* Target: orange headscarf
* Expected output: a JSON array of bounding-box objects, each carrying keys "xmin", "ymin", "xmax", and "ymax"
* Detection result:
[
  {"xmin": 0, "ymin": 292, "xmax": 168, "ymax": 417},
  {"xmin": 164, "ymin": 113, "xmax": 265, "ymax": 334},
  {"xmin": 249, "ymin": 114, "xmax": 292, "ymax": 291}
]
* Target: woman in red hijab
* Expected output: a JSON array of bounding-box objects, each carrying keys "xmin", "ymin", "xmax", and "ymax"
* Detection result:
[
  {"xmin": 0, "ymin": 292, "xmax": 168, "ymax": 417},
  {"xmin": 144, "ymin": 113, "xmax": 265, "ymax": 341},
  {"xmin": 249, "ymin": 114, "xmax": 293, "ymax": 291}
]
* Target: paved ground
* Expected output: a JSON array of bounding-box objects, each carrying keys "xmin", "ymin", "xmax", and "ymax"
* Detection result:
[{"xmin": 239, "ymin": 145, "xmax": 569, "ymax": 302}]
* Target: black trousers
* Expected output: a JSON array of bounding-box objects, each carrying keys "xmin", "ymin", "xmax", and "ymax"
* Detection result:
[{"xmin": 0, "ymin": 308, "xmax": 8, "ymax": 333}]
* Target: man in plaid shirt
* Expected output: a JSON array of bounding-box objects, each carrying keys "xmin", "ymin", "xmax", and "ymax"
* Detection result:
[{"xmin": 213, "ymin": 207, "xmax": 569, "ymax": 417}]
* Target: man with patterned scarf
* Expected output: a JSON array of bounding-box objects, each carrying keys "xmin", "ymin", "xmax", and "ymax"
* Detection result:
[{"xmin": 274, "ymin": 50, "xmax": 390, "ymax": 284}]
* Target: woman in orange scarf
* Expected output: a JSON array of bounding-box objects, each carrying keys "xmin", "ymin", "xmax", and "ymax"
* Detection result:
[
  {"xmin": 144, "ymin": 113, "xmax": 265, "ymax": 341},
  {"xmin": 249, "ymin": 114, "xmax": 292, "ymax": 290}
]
++++++++
--- CHALLENGE ---
Rewrite all of the material above, changing each "Detection result" to "Boxes found" and keeping everything else the same.

--- ANSWER TO THIS EXERCISE ---
* Target: orange headscarf
* Expected output: a JSON array of bounding-box objects, each carrying keys "xmin", "ymin", "xmax", and "ymax"
* Boxes found:
[
  {"xmin": 0, "ymin": 292, "xmax": 168, "ymax": 417},
  {"xmin": 164, "ymin": 113, "xmax": 265, "ymax": 334},
  {"xmin": 249, "ymin": 114, "xmax": 292, "ymax": 291}
]
* Target: woman in red hijab
* Expected output: a JSON array of bounding-box objects, each carrying keys "xmin", "ymin", "xmax", and "ymax"
* Boxes found:
[
  {"xmin": 0, "ymin": 292, "xmax": 168, "ymax": 417},
  {"xmin": 144, "ymin": 113, "xmax": 265, "ymax": 341},
  {"xmin": 249, "ymin": 114, "xmax": 293, "ymax": 291}
]
* Target: paved ground
* Expected output: a JSON array of bounding-box objects, each carrying keys "xmin", "ymin", "xmax", and "ymax"
* Boxes found:
[{"xmin": 239, "ymin": 145, "xmax": 569, "ymax": 302}]
* Target: black trousers
* Expected output: a JSON array of bounding-box objects, each carrying keys "xmin", "ymin", "xmax", and "ymax"
* Boxes found:
[{"xmin": 0, "ymin": 308, "xmax": 8, "ymax": 333}]
* Target: man in plaid shirt
* Expected output: a JSON array of bounding-box objects, each carrying keys "xmin", "ymin", "xmax", and "ymax"
* Boxes found:
[{"xmin": 213, "ymin": 207, "xmax": 569, "ymax": 417}]
* Target: man with patterned scarf
* Expected output: a JSON array of bounding-box objects, each carrying keys "xmin", "ymin", "xmax", and "ymax"
* Boxes found:
[{"xmin": 274, "ymin": 50, "xmax": 390, "ymax": 284}]
* Target: woman in orange scarf
* Expected output: a JSON array of bounding-box objects, each carrying keys "xmin", "ymin", "xmax", and "ymax"
* Boxes found:
[
  {"xmin": 144, "ymin": 113, "xmax": 265, "ymax": 341},
  {"xmin": 249, "ymin": 114, "xmax": 292, "ymax": 290}
]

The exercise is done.